▶ _Page text_:
Canoas Air Force Base – ALA3  is a base of the Brazilian Air Force, located in Canoas, near Porto Alegre, Brazil.

History
The history of Canoas Air Force Base begins in 1937, when the 3rd Army Aviation Regiment (3º RAv) was transferred from Santa Maria Air Force Base to Canoas. With the creation of the Air Force Ministry in 1941, the 3º RAv became known as Gravataí Air Force Base. On 21 August 1944, the 3º RAv officially ceased to exist and on the same day Canoas Air Force Base was commissioned.

Units
The following units are based at Canoas Air Force Base:
 1st Squadron of the 14th Aviation Group (1º/14ºGAv) Pampa, using the F-5EM & FM.
 5th Squadron of Air Transportation (5°ETA) Pégaso, using the C-95BM & CM Bandeirante, C-97 Brasília and C-98A Caravan.
 2nd Squadron of the 7th Aviation Group (2º/7ºGAv) Phoenix, using the P-95BM Bandeirulha.
 2nd Squadron of the 1st Communications and Control Group (2º/1ºGCC) Aranha, using radars and equipment for air defense.

(Source records)
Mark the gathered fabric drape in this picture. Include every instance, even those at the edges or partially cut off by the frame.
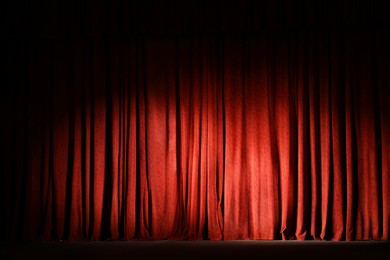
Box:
[0,0,390,240]
[1,31,390,240]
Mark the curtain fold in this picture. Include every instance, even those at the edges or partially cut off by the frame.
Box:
[0,30,390,240]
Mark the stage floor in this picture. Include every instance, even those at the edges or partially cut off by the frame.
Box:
[0,240,390,260]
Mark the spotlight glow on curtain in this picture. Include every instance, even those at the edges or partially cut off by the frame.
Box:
[1,31,390,240]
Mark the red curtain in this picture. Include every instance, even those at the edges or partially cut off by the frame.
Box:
[0,0,390,240]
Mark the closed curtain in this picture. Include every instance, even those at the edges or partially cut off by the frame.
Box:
[0,0,390,240]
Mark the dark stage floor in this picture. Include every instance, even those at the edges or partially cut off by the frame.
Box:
[0,240,390,260]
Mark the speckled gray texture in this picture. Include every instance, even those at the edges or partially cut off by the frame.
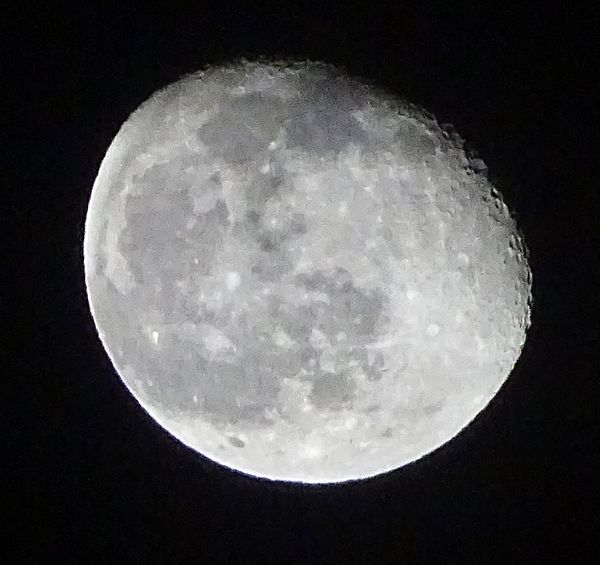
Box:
[82,61,531,482]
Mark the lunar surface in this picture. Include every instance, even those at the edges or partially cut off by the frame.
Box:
[84,61,531,483]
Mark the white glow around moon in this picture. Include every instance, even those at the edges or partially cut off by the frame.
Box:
[84,61,531,483]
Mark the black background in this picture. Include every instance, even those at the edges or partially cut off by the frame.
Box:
[5,0,600,564]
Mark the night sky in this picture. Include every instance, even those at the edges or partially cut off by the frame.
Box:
[7,0,600,565]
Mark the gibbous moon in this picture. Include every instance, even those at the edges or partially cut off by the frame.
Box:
[84,60,532,483]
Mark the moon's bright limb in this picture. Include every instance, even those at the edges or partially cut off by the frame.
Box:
[84,61,531,483]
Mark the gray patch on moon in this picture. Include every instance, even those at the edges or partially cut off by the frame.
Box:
[85,59,531,481]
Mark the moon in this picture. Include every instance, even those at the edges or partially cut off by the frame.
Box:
[83,60,532,483]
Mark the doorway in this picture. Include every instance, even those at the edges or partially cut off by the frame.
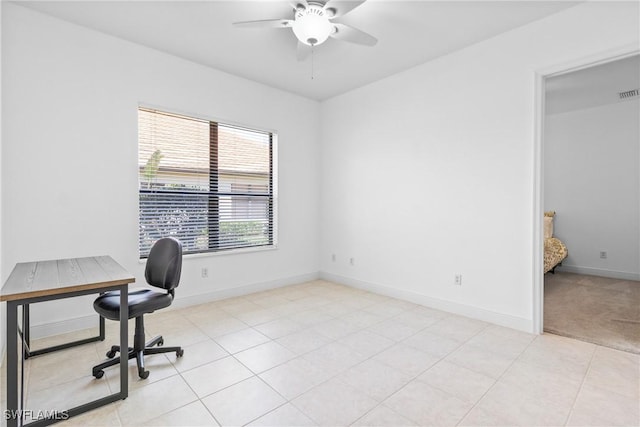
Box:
[534,47,640,352]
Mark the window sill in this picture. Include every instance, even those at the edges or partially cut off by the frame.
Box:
[138,244,278,264]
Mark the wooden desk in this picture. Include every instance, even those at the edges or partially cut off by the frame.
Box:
[0,256,135,427]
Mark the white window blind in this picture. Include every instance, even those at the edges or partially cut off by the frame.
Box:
[138,108,274,258]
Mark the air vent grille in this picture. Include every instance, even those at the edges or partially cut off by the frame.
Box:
[618,89,640,99]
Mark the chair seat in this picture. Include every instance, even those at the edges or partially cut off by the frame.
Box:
[93,289,173,320]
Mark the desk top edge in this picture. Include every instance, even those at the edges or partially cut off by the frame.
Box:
[0,255,135,301]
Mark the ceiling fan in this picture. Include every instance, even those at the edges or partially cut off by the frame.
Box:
[233,0,378,59]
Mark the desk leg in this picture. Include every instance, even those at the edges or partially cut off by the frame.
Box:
[3,301,19,427]
[120,286,129,399]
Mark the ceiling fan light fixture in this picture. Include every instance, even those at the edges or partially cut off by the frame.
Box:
[293,7,334,46]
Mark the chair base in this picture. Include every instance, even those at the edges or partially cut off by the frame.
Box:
[91,316,184,379]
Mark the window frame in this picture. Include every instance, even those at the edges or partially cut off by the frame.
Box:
[136,104,278,262]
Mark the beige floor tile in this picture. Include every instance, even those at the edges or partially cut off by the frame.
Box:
[235,341,296,374]
[338,331,395,357]
[418,361,495,404]
[216,328,270,354]
[291,379,377,426]
[402,329,461,358]
[362,301,407,319]
[18,280,640,427]
[585,347,640,401]
[235,308,282,326]
[196,316,248,339]
[499,362,581,408]
[255,317,302,340]
[392,310,440,331]
[340,293,376,312]
[384,380,473,426]
[316,302,353,318]
[218,297,262,315]
[143,401,218,427]
[367,318,421,342]
[373,344,439,377]
[202,377,286,426]
[247,403,317,427]
[301,341,366,374]
[288,308,334,326]
[351,405,417,427]
[467,328,534,359]
[469,382,571,426]
[276,329,332,355]
[567,384,640,426]
[445,343,515,379]
[518,334,597,380]
[458,406,514,427]
[427,316,488,342]
[260,358,331,400]
[182,356,253,398]
[340,310,386,329]
[169,338,229,372]
[313,319,361,340]
[339,359,413,402]
[118,375,198,425]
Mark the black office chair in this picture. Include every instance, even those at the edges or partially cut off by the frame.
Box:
[93,237,184,379]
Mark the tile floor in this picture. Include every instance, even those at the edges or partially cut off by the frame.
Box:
[2,280,640,426]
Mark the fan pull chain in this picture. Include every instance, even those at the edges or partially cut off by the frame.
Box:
[311,45,314,80]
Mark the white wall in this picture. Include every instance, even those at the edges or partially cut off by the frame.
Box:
[320,2,640,330]
[2,2,319,338]
[543,99,640,280]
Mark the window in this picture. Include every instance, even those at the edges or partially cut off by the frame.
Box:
[138,108,274,258]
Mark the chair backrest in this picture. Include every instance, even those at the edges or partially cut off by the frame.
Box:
[144,237,182,294]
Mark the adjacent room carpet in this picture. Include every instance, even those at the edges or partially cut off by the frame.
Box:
[544,272,640,354]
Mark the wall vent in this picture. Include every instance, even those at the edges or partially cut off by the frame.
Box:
[618,89,640,99]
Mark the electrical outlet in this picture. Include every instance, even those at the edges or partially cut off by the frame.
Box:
[453,273,462,286]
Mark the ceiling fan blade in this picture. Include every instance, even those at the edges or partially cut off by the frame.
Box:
[296,41,311,61]
[324,0,366,18]
[289,0,309,10]
[233,19,293,28]
[330,22,378,46]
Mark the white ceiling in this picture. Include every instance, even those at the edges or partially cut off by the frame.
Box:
[16,0,577,100]
[545,55,640,114]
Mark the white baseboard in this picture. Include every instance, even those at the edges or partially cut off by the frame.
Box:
[320,272,533,333]
[26,272,320,342]
[556,265,640,280]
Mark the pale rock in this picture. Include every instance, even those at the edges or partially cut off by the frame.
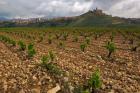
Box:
[47,84,61,93]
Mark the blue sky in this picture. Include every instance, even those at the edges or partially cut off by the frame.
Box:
[0,0,140,18]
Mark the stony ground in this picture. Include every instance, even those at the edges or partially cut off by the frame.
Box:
[0,30,140,93]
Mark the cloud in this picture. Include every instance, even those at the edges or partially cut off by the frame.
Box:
[0,0,140,18]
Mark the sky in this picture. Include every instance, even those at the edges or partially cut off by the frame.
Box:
[0,0,140,18]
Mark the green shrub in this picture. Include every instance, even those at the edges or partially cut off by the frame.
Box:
[73,35,78,42]
[105,41,116,58]
[48,35,53,44]
[48,51,55,61]
[41,53,62,75]
[38,36,44,42]
[41,56,50,66]
[89,69,102,92]
[9,40,16,46]
[80,43,87,52]
[58,41,65,49]
[28,44,36,58]
[18,41,26,51]
[85,37,90,45]
[55,34,61,39]
[63,32,68,40]
[131,43,140,51]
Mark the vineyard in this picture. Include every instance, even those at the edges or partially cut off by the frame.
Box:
[0,28,140,93]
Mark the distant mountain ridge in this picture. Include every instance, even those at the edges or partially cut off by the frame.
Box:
[0,8,140,27]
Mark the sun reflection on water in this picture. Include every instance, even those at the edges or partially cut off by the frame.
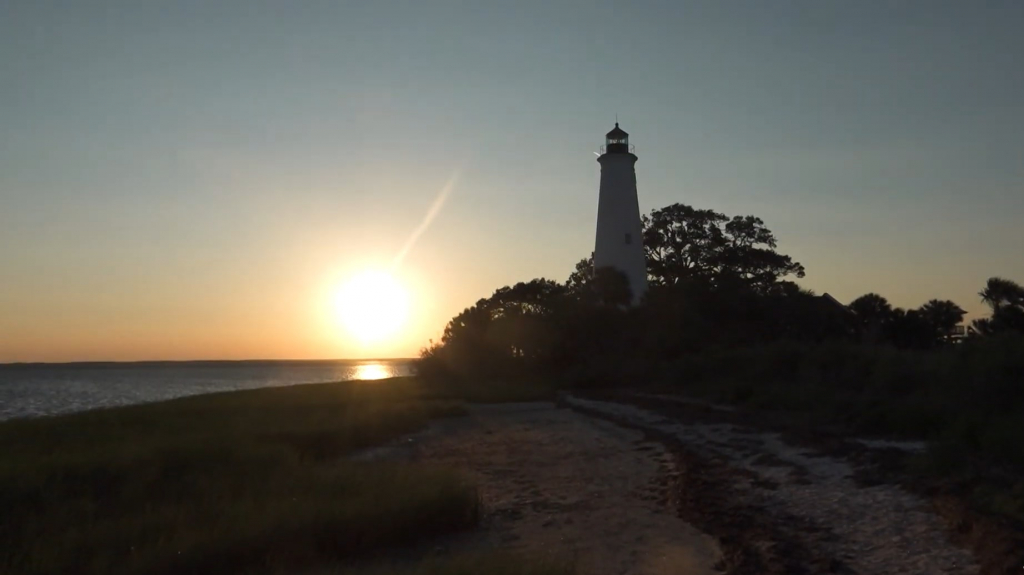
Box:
[352,363,394,380]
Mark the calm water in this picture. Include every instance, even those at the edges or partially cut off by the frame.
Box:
[0,359,413,419]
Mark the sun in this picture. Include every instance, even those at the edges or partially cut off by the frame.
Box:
[335,270,409,344]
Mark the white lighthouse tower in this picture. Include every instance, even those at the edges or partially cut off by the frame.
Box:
[594,122,647,304]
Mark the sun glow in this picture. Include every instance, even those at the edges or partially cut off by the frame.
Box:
[334,270,409,344]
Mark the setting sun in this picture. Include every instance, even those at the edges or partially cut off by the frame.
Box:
[335,270,409,344]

▶ _Given task 1_:
Answer these questions from the Canoas Air Force Base text:
(a) In what year was the 3rd Army Aviation Regiment transferred to Canoas?
(b) What name did the 3º RAv take after the Air Force Ministry was created in 1941?
(c) What aircraft does the Phoenix squadron use?
▶ _Given task 2_: Edit the Canoas Air Force Base text by writing out the part starting with "5th Squadron of" and going on through "for air defense.", replacing "Phoenix" with "Fênix".
The entries above are separate material and not part of the Canoas Air Force Base text.

▶ _Written response 1_:
(a) 1937
(b) Gravataí Air Force Base
(c) The P-95BM Bandeirulha

▶ _Written response 2_:
5th Squadron of Air Transportation (5°ETA) Pégaso, using the C-95BM & CM Bandeirante, C-97 Brasília and C-98A Caravan.
 2nd Squadron of the 7th Aviation Group (2º/7ºGAv) Fênix, using the P-95BM Bandeirulha.
 2nd Squadron of the 1st Communications and Control Group (2º/1ºGCC) Aranha, using radars and equipment for air defense.